[START OF DOCUMENT EXTRACT]

PDA

View Full Version : How do you teach your kid to ride a bike?



oldbikechick
04-27-2013, 08:44 PM
Hello-

My daughter is about to turn seven and still hasn't learned to ride without training wheels. It's putting a serious cramp in the visions of family biking I have in my head. Does anyone have any tips? We did the NPS learn to bike program, but taking the pedals off and learning to glide hasn't worked well for her since she gets scared if she gets going fast enough to balance. I do have a sneaking suspicion that maybe her bike is too big for her, so I'm interested in any views on the size of the bike too. More than one bike shop has assured me that the bike is the right size, but out on the trail, when I see a little kid pedaling around confidently on a bike, it always looks like a much smaller bike than what she has. I appreciate any advice.

Thanks!

ShawnoftheDread
04-27-2013, 09:40 PM
Raise the training wheels a little at a time every week or so. But don't tell her.

[END OF DOCUMENT EXTRACT]
[START OF EXTRACTED DATA]

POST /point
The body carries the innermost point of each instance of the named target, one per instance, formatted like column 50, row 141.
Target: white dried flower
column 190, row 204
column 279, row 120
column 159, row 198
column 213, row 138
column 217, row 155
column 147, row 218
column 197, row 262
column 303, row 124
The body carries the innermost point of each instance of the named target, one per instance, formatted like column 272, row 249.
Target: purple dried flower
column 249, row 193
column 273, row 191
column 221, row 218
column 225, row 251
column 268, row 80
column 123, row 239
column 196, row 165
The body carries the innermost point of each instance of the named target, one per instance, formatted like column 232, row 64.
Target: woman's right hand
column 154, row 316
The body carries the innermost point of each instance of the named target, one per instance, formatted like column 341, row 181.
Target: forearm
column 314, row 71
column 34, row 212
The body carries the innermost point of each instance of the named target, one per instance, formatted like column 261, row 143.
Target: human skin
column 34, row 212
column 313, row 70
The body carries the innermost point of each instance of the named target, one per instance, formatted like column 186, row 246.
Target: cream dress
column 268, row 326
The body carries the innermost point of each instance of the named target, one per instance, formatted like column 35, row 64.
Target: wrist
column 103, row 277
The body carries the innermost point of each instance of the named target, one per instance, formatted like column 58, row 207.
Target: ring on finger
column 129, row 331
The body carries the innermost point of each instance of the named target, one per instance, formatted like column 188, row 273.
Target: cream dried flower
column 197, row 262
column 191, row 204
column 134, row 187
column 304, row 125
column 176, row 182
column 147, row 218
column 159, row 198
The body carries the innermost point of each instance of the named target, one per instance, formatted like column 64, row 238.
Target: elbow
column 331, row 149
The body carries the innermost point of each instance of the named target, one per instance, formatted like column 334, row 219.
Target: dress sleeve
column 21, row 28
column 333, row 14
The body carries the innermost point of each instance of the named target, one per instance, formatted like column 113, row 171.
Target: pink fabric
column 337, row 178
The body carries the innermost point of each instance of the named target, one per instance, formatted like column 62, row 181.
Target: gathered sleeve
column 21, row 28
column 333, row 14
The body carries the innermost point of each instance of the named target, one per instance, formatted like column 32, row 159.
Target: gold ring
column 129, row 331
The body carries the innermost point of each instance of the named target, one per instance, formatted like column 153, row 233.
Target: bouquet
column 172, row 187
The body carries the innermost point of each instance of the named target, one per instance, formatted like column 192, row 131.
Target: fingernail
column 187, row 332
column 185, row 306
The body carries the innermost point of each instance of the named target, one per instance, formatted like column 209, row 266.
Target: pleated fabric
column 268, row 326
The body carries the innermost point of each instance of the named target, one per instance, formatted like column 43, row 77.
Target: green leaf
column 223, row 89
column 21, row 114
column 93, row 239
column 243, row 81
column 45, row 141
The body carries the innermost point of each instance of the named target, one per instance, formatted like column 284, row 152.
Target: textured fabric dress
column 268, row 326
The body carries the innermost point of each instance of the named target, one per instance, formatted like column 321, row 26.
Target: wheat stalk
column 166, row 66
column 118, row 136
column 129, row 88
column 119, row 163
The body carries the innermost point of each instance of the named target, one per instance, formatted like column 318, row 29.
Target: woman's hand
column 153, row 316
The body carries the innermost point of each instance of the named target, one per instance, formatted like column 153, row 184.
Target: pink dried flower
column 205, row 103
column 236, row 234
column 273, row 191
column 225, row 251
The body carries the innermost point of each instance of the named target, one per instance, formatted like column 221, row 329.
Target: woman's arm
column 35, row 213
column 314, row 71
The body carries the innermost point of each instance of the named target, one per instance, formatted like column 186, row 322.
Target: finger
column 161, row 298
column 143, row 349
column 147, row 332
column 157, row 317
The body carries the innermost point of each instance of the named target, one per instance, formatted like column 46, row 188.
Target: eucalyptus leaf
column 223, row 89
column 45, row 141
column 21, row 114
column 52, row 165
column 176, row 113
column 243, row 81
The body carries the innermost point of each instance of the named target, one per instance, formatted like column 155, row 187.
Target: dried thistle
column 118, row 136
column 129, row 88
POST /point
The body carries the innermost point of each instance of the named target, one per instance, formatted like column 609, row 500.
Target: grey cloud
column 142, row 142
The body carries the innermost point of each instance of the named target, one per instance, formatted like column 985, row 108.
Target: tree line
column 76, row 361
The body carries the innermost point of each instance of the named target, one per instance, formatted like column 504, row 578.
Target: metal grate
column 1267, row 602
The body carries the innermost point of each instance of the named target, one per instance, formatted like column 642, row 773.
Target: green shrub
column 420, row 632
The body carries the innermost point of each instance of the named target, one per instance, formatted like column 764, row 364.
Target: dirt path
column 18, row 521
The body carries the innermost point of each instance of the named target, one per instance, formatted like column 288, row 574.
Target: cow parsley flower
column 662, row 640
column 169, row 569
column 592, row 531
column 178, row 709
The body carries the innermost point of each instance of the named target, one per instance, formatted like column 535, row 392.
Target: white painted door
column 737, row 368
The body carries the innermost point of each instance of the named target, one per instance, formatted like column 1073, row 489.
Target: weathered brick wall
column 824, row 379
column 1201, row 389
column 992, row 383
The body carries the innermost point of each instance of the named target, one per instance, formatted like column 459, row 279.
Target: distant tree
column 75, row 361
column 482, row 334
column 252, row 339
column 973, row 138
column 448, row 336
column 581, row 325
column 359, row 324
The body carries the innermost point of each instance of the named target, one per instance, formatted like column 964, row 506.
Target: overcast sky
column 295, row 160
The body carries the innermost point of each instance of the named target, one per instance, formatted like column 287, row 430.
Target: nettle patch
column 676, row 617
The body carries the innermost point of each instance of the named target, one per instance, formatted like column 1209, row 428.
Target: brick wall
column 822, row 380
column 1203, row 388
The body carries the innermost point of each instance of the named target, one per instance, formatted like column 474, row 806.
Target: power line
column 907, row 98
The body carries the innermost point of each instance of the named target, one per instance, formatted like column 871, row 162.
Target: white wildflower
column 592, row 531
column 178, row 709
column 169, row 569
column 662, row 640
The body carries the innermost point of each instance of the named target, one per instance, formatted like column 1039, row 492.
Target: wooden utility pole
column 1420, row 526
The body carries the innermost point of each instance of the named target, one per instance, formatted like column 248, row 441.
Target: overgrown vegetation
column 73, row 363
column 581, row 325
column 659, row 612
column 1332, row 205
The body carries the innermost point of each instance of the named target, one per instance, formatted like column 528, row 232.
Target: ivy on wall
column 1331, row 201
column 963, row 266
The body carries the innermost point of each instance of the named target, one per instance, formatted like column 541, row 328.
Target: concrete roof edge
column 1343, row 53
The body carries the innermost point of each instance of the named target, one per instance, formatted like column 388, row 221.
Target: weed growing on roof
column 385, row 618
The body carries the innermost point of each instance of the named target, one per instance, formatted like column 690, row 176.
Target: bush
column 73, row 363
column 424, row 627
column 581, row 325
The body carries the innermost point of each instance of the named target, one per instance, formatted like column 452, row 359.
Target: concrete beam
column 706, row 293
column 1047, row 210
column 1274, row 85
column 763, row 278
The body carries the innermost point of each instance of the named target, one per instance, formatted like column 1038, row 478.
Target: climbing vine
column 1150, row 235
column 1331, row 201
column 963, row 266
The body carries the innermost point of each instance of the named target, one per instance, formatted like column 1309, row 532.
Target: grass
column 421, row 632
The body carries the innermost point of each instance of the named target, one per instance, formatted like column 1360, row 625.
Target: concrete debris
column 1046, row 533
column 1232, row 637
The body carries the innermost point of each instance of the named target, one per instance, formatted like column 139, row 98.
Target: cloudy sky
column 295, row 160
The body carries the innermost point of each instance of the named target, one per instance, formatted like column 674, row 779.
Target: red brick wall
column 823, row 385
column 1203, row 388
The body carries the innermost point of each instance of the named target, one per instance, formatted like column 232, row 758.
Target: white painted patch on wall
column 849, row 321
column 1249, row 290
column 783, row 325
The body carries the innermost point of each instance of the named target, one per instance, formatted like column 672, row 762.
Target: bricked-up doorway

[END OF EXTRACTED DATA]

» **TASKS TO COMPLETE**
- a) In the forum thread on teaching a kid to ride a bike, check whether each statement agrees with the text: (i) the daughter is about to turn seven; (ii) taking the pedals off and learning to glide worked well for her; (iii) bike shops told the parent the bike was too big. For each, answer yes or no and quote the deciding words of the thread.
- b) Write out the passage of the forum thread on teaching a kid to ride a bike from "View Full Version" to "appreciate any advice." again, swapping "daughter" for "son".
- c) Add the next part of the forum thread on teaching a kid to ride a bike, picking up after its last post.
The material above isn't needed.

» **OUTPUTS FOR THE TASKS**
- a)
(i) Yes: "My daughter is about to turn seven"
(ii) No: "taking the pedals off and learning to glide hasn't worked well for her"
(iii) No: "More than one bike shop has assured me that the bike is the right size"

- b)
View Full Version : How do you teach your kid to ride a bike?



oldbikechick
04-27-2013, 08:44 PM
Hello-

My son is about to turn seven and still hasn't learned to ride without training wheels. It's putting a serious cramp in the visions of family biking I have in my head. Does anyone have any tips? We did the NPS learn to bike program, but taking the pedals off and learning to glide hasn't worked well for her since she gets scared if she gets going fast enough to balance. I do have a sneaking suspicion that maybe her bike is too big for her, so I'm interested in any views on the size of the bike too. More than one bike shop has assured me that the bike is the right size, but out on the trail, when I see a little kid pedaling around confidently on a bike, it always looks like a much smaller bike than what she has. I appreciate any advice.

- c)
KLizotte
04-27-2013, 09:55 PM
Perhaps she just needs more time with the training wheels. They don't really slow her down I presume. If the bike is a bit too big then that could definitely cause handling issues. I recently had to sell a bike that I had just bought because it was too big (only 1.5" too long along the top tube but it had a big impact on safely handling the bike). Eventually she won't like being the only "big" kid riding with training wheels and will ask to take them off. Shawn's suggestion may work very well too.

mstone
04-28-2013, 07:41 AM
I've always done the ol' "run along while holding the seat". As you noted, balance requires a certain speed, and that just takes confidence. If you can reassure them that you'll be right there to catch them, they can be more willing to try.

Or you can try the even older approach of just giving them a push down a hill, but I think that's frowned on these days.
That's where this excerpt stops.